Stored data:
━━━━━━━━━━━━━━━━━━━━
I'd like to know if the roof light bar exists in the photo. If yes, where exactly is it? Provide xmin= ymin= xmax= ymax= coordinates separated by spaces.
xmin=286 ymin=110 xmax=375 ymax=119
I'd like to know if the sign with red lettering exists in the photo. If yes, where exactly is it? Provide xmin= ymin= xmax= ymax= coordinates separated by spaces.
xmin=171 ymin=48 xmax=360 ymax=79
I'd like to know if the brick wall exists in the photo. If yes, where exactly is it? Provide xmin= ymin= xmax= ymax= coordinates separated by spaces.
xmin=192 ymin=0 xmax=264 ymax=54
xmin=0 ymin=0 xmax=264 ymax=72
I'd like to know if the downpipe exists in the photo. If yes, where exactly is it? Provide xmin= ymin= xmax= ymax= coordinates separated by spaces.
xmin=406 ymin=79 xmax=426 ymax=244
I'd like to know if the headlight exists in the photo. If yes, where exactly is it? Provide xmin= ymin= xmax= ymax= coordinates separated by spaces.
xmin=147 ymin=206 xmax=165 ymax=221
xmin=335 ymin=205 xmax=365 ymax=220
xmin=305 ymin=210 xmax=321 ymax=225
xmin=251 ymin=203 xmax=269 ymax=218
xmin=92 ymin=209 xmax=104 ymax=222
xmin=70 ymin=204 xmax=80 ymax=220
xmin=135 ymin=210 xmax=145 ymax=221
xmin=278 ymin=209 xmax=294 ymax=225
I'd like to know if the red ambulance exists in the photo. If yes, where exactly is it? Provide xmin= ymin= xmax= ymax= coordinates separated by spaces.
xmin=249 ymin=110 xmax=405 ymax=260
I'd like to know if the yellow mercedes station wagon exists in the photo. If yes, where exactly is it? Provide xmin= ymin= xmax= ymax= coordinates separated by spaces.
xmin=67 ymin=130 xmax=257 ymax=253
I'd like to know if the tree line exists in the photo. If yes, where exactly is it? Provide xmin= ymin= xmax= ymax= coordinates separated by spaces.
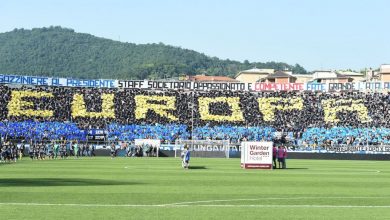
xmin=0 ymin=26 xmax=307 ymax=80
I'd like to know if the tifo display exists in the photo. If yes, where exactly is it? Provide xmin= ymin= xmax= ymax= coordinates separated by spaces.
xmin=1 ymin=79 xmax=390 ymax=151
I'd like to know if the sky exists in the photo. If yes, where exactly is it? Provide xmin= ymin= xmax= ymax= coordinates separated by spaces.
xmin=0 ymin=0 xmax=389 ymax=71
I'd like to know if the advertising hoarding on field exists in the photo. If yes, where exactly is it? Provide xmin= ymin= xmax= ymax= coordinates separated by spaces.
xmin=241 ymin=141 xmax=273 ymax=169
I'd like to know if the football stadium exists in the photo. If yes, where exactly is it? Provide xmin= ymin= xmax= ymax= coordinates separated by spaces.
xmin=2 ymin=1 xmax=390 ymax=219
xmin=1 ymin=73 xmax=390 ymax=219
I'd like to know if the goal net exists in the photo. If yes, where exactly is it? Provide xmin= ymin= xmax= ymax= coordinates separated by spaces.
xmin=174 ymin=139 xmax=230 ymax=158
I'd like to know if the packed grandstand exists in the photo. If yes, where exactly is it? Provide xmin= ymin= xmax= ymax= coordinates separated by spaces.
xmin=1 ymin=75 xmax=390 ymax=152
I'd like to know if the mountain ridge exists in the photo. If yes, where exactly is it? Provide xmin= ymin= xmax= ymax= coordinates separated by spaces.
xmin=0 ymin=26 xmax=307 ymax=80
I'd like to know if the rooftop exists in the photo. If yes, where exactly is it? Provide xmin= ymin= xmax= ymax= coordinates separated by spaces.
xmin=235 ymin=68 xmax=274 ymax=78
xmin=265 ymin=71 xmax=297 ymax=79
xmin=186 ymin=75 xmax=238 ymax=82
xmin=336 ymin=71 xmax=364 ymax=76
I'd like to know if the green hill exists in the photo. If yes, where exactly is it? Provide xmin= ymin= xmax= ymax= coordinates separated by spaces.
xmin=0 ymin=26 xmax=307 ymax=80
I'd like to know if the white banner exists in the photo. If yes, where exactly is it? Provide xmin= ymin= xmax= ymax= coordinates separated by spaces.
xmin=134 ymin=139 xmax=160 ymax=147
xmin=0 ymin=74 xmax=117 ymax=88
xmin=241 ymin=141 xmax=273 ymax=169
xmin=2 ymin=73 xmax=390 ymax=92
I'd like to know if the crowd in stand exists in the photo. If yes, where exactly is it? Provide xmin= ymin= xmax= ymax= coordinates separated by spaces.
xmin=1 ymin=84 xmax=390 ymax=148
xmin=107 ymin=123 xmax=190 ymax=143
xmin=0 ymin=139 xmax=98 ymax=163
xmin=123 ymin=143 xmax=158 ymax=157
xmin=0 ymin=140 xmax=21 ymax=163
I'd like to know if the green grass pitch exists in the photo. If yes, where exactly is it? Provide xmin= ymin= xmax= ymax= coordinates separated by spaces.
xmin=1 ymin=157 xmax=390 ymax=219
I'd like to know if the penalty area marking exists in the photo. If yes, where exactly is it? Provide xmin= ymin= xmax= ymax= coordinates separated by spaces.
xmin=1 ymin=196 xmax=389 ymax=208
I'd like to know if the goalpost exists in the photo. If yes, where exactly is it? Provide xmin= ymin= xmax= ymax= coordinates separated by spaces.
xmin=174 ymin=139 xmax=230 ymax=158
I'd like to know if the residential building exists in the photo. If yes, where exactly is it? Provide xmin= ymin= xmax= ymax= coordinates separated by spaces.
xmin=261 ymin=71 xmax=297 ymax=83
xmin=379 ymin=64 xmax=390 ymax=81
xmin=185 ymin=75 xmax=238 ymax=82
xmin=235 ymin=68 xmax=274 ymax=83
xmin=311 ymin=70 xmax=353 ymax=83
xmin=336 ymin=70 xmax=365 ymax=82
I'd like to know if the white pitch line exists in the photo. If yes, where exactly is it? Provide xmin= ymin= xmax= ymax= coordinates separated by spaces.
xmin=1 ymin=196 xmax=389 ymax=208
xmin=181 ymin=205 xmax=390 ymax=208
xmin=126 ymin=168 xmax=382 ymax=175
xmin=0 ymin=203 xmax=390 ymax=208
xmin=162 ymin=196 xmax=390 ymax=206
xmin=0 ymin=203 xmax=164 ymax=207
━━━━━━━━━━━━━━━━━━━━
#### [Goal of the exercise]
Your answer must be an exact copy of the records, with every picture left out.

#### [Task result]
I'd like to know if the roof light bar exists in the photo. If yes, where exactly is it? Provide xmin= ymin= xmax= ymax= coordinates separated by spaces.
xmin=286 ymin=110 xmax=375 ymax=119
I'd like to know if the sign with red lettering exists in the photo. If yes, where exactly is it? Provide xmin= ymin= xmax= ymax= coordinates separated by spaces.
xmin=171 ymin=48 xmax=360 ymax=79
I'd like to know if the brick wall exists in the photo. If yes, where exactly is it? Provide xmin= ymin= xmax= ymax= coordinates separated by spaces.
xmin=192 ymin=0 xmax=264 ymax=54
xmin=0 ymin=0 xmax=264 ymax=72
I'd like to know if the downpipe exists in the photo. If yes, where exactly is it? Provide xmin= ymin= xmax= ymax= coordinates separated by spaces.
xmin=406 ymin=79 xmax=426 ymax=244
I'd like to know if the headlight exists in the photo. If yes, where exactly is it? Provide xmin= ymin= xmax= ymax= coordinates separated by spaces.
xmin=147 ymin=206 xmax=165 ymax=221
xmin=335 ymin=205 xmax=365 ymax=220
xmin=305 ymin=210 xmax=321 ymax=225
xmin=251 ymin=203 xmax=269 ymax=218
xmin=92 ymin=209 xmax=104 ymax=222
xmin=70 ymin=204 xmax=80 ymax=220
xmin=135 ymin=210 xmax=145 ymax=221
xmin=278 ymin=209 xmax=294 ymax=225
I'd like to know if the red ambulance exists in the photo. If yes, where exactly is it? Provide xmin= ymin= xmax= ymax= coordinates separated by spaces.
xmin=249 ymin=110 xmax=405 ymax=260
I'd like to know if the yellow mercedes station wagon exists in the photo. If yes, where exactly is it? Provide xmin= ymin= xmax= ymax= coordinates separated by spaces.
xmin=67 ymin=130 xmax=257 ymax=253
I'd like to know if the tree line exists in the photo. If yes, where exactly is it? Provide xmin= ymin= xmax= ymax= coordinates separated by spaces.
xmin=0 ymin=26 xmax=307 ymax=80
I'd like to know if the tifo display exists in the photo. If yes, where exactly is it? Provide xmin= ymin= xmax= ymax= coordinates separated by spaces.
xmin=1 ymin=79 xmax=390 ymax=151
I'd like to know if the sky exists in the photo. If yes, where exactly is it? Provide xmin= ymin= xmax= ymax= coordinates separated by spaces.
xmin=0 ymin=0 xmax=389 ymax=71
I'd like to know if the advertising hoarding on field exists in the photo. If yes, where exactly is it? Provide xmin= ymin= xmax= ymax= coordinates separated by spaces.
xmin=241 ymin=141 xmax=273 ymax=169
I'd like to know if the football stadium exists in the photo. If yes, where exactly is it? Provide xmin= ymin= xmax= ymax= coordinates separated by spaces.
xmin=2 ymin=1 xmax=390 ymax=219
xmin=1 ymin=73 xmax=390 ymax=219
I'd like to know if the goal net exists in the photo. If yes, where exactly is it? Provide xmin= ymin= xmax= ymax= coordinates separated by spaces.
xmin=174 ymin=139 xmax=230 ymax=158
I'd like to know if the packed grandstand exists in the photo. If yes, where exactly is it? Provide xmin= ymin= xmax= ymax= coordinates separated by spaces.
xmin=1 ymin=75 xmax=390 ymax=152
I'd like to know if the mountain ridge exists in the photo. If yes, where exactly is it? Provide xmin= ymin= xmax= ymax= coordinates separated by spaces.
xmin=0 ymin=26 xmax=307 ymax=80
I'd like to know if the rooftop exists in the photo. If yes, where exactly is it? Provide xmin= ymin= xmax= ymax= coordinates separated by spaces.
xmin=235 ymin=68 xmax=274 ymax=78
xmin=265 ymin=71 xmax=297 ymax=79
xmin=186 ymin=75 xmax=238 ymax=82
xmin=336 ymin=71 xmax=364 ymax=76
I'd like to know if the green hill exists in the photo. If yes, where exactly is it? Provide xmin= ymin= xmax= ymax= coordinates separated by spaces.
xmin=0 ymin=26 xmax=307 ymax=80
I'd like to know if the white banner exists in the photo. If yes, where exactly is it? Provide xmin= ymin= xmax= ymax= coordinates separated by spaces.
xmin=134 ymin=139 xmax=160 ymax=147
xmin=0 ymin=74 xmax=117 ymax=88
xmin=241 ymin=141 xmax=273 ymax=169
xmin=2 ymin=73 xmax=390 ymax=92
I'd like to know if the crowd in stand exists in the photo. If yes, where exactly is it? Provide xmin= ymin= xmax= ymax= coordinates separated by spaces.
xmin=1 ymin=84 xmax=390 ymax=148
xmin=107 ymin=123 xmax=190 ymax=143
xmin=0 ymin=139 xmax=98 ymax=163
xmin=123 ymin=143 xmax=158 ymax=157
xmin=0 ymin=140 xmax=21 ymax=163
I'd like to know if the green grass pitch exists in the photo. If yes, where exactly is it? Provide xmin= ymin= xmax= ymax= coordinates separated by spaces.
xmin=1 ymin=157 xmax=390 ymax=219
I'd like to know if the penalty area marking exists in the photo. If yes, where exactly is it? Provide xmin= ymin= xmax= ymax= coordinates separated by spaces.
xmin=1 ymin=196 xmax=389 ymax=208
I'd like to know if the goalpost exists in the photo. If yes, where exactly is it? Provide xmin= ymin= xmax= ymax= coordinates separated by spaces.
xmin=174 ymin=139 xmax=230 ymax=158
I'd like to know if the residential building exists in the photo. If yes, where exactly is it? Provide xmin= ymin= xmax= ymax= coordinates separated by spaces.
xmin=261 ymin=71 xmax=297 ymax=83
xmin=379 ymin=64 xmax=390 ymax=81
xmin=185 ymin=75 xmax=238 ymax=82
xmin=235 ymin=68 xmax=274 ymax=83
xmin=311 ymin=70 xmax=353 ymax=83
xmin=336 ymin=70 xmax=365 ymax=82
I'd like to know if the white pitch line exists in the photo. If yes, where exactly is it? Provide xmin= ymin= xmax= ymax= coordinates separated by spaces.
xmin=1 ymin=196 xmax=389 ymax=208
xmin=181 ymin=205 xmax=390 ymax=208
xmin=126 ymin=168 xmax=382 ymax=175
xmin=0 ymin=203 xmax=390 ymax=208
xmin=162 ymin=196 xmax=390 ymax=206
xmin=0 ymin=203 xmax=164 ymax=207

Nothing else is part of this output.